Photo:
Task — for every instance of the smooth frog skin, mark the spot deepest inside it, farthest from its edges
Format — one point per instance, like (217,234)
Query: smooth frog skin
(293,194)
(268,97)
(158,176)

--

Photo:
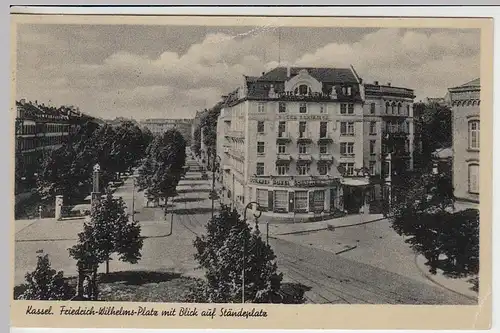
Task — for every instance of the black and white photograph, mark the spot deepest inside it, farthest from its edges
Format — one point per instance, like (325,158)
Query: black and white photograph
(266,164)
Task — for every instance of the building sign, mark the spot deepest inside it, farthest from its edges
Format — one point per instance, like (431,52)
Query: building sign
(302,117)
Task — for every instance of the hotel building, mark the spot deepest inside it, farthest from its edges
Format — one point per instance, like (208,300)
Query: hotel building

### WHAT IS NEEDED
Please switch "farthest from its edges" to "most distant from its boundary" in the lines from the one with "Task — for every instance of the building" up to and including the one with "Query: hotel building". Give only those lines, with all else unchanged.

### WRITTEN SOLUTION
Task — for every instance of the building sign, mark the spot deepest inside it, most distant from its boundary
Format — one point per instance, like (431,52)
Query: building sign
(302,117)
Task — for every instance of the hotel building, mark the spot deepest inside it, most distant from its boundary
Format — one point per instance, like (208,300)
Query: hotel building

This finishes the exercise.